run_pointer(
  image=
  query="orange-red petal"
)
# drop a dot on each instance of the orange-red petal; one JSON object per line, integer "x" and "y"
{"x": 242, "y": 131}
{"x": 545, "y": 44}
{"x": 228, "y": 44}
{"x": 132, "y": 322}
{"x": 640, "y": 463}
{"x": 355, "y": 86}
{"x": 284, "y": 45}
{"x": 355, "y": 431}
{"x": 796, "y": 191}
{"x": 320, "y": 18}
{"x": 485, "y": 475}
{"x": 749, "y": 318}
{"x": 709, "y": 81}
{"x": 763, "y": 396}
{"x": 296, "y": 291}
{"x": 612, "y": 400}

____

Please print the full listing shown above, exactly as it appears.

run_pointer(
  image=
  query="orange-red petal"
)
# drop a dot on each instance of the orange-red petal; one JSON object per line, integer "x" and "y"
{"x": 242, "y": 131}
{"x": 545, "y": 44}
{"x": 228, "y": 44}
{"x": 132, "y": 322}
{"x": 640, "y": 463}
{"x": 355, "y": 86}
{"x": 284, "y": 45}
{"x": 355, "y": 431}
{"x": 796, "y": 191}
{"x": 320, "y": 18}
{"x": 485, "y": 475}
{"x": 749, "y": 318}
{"x": 709, "y": 81}
{"x": 763, "y": 396}
{"x": 296, "y": 291}
{"x": 612, "y": 400}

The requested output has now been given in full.